# Start of Extracted entries
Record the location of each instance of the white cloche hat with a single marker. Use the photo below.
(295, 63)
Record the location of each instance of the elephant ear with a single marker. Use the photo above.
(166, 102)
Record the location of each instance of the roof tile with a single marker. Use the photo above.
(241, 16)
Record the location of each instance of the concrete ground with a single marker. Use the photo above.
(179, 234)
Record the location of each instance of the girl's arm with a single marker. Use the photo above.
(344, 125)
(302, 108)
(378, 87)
# End of Extracted entries
(Requirements): Rewrite the lines above, replacing "single marker" with "single dot" and leaving everything else as it is.

(Task solution):
Record the location of each instance of the white cloche hat with a single dot. Use the photo below.
(295, 63)
Record the location of each instance of the elephant ear with a single dot. Use the photo above.
(166, 102)
Record the location of each instance of the roof tile with a single dot. Use the photo above.
(241, 16)
Record the location of each instance of the concrete ground with a single dot. Use the photo above.
(179, 234)
Record the location of each instance of the girl's arm with a single dot. Use the photo above.
(344, 125)
(302, 108)
(378, 87)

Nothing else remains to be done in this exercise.